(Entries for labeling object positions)
--- BEGIN ---
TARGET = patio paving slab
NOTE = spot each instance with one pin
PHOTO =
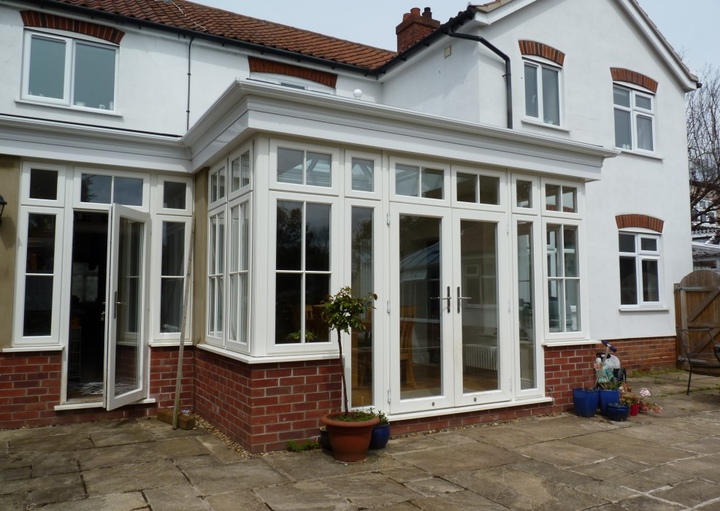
(562, 463)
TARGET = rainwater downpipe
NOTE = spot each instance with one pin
(508, 68)
(187, 110)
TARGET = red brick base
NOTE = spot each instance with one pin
(263, 406)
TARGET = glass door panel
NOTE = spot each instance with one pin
(478, 306)
(126, 349)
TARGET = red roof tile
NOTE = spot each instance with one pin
(185, 15)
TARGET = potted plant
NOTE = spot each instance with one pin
(349, 431)
(637, 401)
(585, 401)
(381, 432)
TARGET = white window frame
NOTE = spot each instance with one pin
(635, 113)
(422, 166)
(564, 219)
(640, 256)
(336, 224)
(335, 178)
(540, 90)
(69, 80)
(223, 204)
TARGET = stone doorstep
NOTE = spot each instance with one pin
(184, 421)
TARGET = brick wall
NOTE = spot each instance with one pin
(30, 387)
(263, 406)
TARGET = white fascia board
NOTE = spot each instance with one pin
(37, 139)
(488, 18)
(685, 77)
(247, 108)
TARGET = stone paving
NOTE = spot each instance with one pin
(669, 461)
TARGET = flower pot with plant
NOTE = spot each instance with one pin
(349, 431)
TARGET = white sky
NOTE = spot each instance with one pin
(691, 26)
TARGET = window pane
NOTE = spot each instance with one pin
(319, 169)
(648, 244)
(551, 96)
(651, 290)
(317, 237)
(289, 235)
(554, 253)
(407, 180)
(570, 251)
(572, 312)
(43, 184)
(623, 137)
(245, 169)
(171, 298)
(531, 87)
(362, 283)
(628, 281)
(47, 68)
(569, 202)
(94, 76)
(432, 181)
(627, 243)
(37, 319)
(467, 187)
(526, 296)
(363, 172)
(489, 190)
(174, 195)
(41, 244)
(96, 189)
(173, 249)
(235, 175)
(523, 192)
(290, 317)
(645, 137)
(643, 102)
(621, 97)
(317, 288)
(128, 191)
(290, 166)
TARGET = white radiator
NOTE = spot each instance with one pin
(480, 356)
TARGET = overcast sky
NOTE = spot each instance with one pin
(691, 26)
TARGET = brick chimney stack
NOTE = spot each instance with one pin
(414, 27)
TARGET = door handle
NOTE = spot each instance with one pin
(461, 298)
(448, 298)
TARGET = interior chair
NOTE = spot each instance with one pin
(407, 322)
(699, 350)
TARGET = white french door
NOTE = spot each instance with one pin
(126, 375)
(448, 309)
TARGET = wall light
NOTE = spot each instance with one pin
(3, 203)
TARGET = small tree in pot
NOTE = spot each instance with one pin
(348, 431)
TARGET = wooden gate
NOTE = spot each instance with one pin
(697, 304)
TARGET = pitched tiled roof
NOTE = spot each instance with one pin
(184, 15)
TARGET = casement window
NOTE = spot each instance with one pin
(228, 304)
(563, 263)
(542, 92)
(639, 268)
(634, 119)
(75, 72)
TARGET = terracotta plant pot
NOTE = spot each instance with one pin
(349, 440)
(380, 436)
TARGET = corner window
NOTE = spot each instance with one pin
(71, 72)
(229, 235)
(634, 119)
(542, 92)
(639, 268)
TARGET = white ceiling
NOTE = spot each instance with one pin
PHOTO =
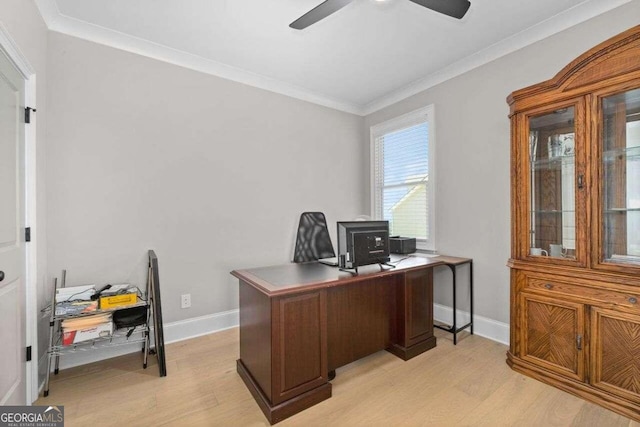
(360, 59)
--- END ---
Recast every line of the entries above as a numbered list, skipping any blank lines and omitting the pictures.

TASK ANSWER.
1. TARGET = patio paving slab
2. NOTE = spot each instance with one pin
3. PHOTO =
4. (562, 463)
5. TARGET = rainwater downpipe
6. NOTE = spot each instance with one pin
7. (508, 68)
8. (187, 110)
9. TARGET = red brick base
10. NOTE = spot each instance with one pin
11. (263, 406)
12. TARGET = glass door panel
13. NOTE = spot each instance with one pin
14. (478, 306)
15. (126, 349)
16. TARGET = red roof tile
17. NOTE = spot each instance with one pin
18. (185, 15)
19. TARGET = potted plant
20. NOTE = spot each instance with one pin
21. (349, 431)
22. (637, 401)
23. (585, 401)
24. (381, 432)
25. TARGET = white window frame
26. NOTE = spot each instance with one pin
27. (635, 113)
28. (422, 166)
29. (564, 219)
30. (640, 256)
31. (336, 224)
32. (335, 178)
33. (540, 90)
34. (69, 80)
35. (223, 204)
36. TARGET = stone doorstep
37. NOTE = spot each instance with one pin
38. (184, 421)
39. TARGET = brick wall
40. NOTE = spot each instance with one pin
41. (30, 387)
42. (263, 406)
43. TARGET = white fascia board
44. NOTE = spot each instance with one pin
45. (37, 139)
46. (488, 18)
47. (685, 77)
48. (247, 108)
49. TARGET = stone paving
50. NOTE = spot each instance with one pin
51. (669, 461)
52. TARGET = flower pot with plant
53. NOTE = spot each instance with one pin
54. (349, 431)
55. TARGET = white sky
56. NOTE = spot each instance with one pin
57. (691, 26)
58. TARGET = window pane
59. NOTE = spot each instance with one pin
60. (319, 169)
61. (648, 244)
62. (551, 96)
63. (651, 290)
64. (317, 237)
65. (289, 235)
66. (554, 253)
67. (407, 180)
68. (570, 251)
69. (572, 312)
70. (43, 184)
71. (623, 137)
72. (245, 169)
73. (171, 298)
74. (531, 87)
75. (362, 283)
76. (628, 281)
77. (47, 68)
78. (569, 202)
79. (94, 76)
80. (432, 181)
81. (627, 243)
82. (37, 319)
83. (467, 187)
84. (526, 296)
85. (363, 172)
86. (489, 190)
87. (174, 195)
88. (41, 244)
89. (96, 189)
90. (173, 249)
91. (235, 175)
92. (523, 192)
93. (290, 317)
94. (645, 137)
95. (643, 102)
96. (621, 97)
97. (317, 288)
98. (128, 191)
99. (290, 166)
100. TARGET = white radiator
101. NOTE = spot each instance with one pin
102. (480, 356)
103. TARGET = overcast sky
104. NOTE = spot each instance with one pin
105. (691, 26)
106. TARGET = brick chimney stack
107. NOTE = spot each instance with one pin
108. (414, 27)
109. TARGET = door handle
110. NOTE = spot each instance with one pin
111. (461, 298)
112. (448, 298)
113. TARGET = interior chair
114. NOTE = spot each instance with one pin
115. (407, 322)
116. (699, 350)
117. TARGET = white french door
118. NOTE = spot each instance with one pin
119. (126, 375)
120. (448, 309)
121. TARGET = wall light
122. NOTE = spot each instance with one pin
123. (3, 203)
124. TARGET = small tree in pot
125. NOTE = spot each instance with one pin
126. (348, 431)
127. TARGET = wooden gate
128. NOTE = spot each instance with one pin
129. (697, 304)
130. TARGET = pitched tiled roof
131. NOTE = spot each instance with one pin
132. (184, 15)
133. TARGET = casement window
134. NOTE = spot each instance with one pin
135. (228, 304)
136. (563, 263)
137. (542, 92)
138. (639, 268)
139. (634, 119)
140. (75, 72)
141. TARGET = terracotta plant pot
142. NOTE = spot each instance with one pin
143. (349, 440)
144. (380, 436)
145. TARGET = corner window
146. NOTE = spot each instance with one pin
147. (71, 72)
148. (229, 235)
149. (634, 119)
150. (542, 92)
151. (639, 268)
152. TARGET = white ceiling
153. NOTE = spot each instance with one pin
154. PHOTO =
155. (360, 59)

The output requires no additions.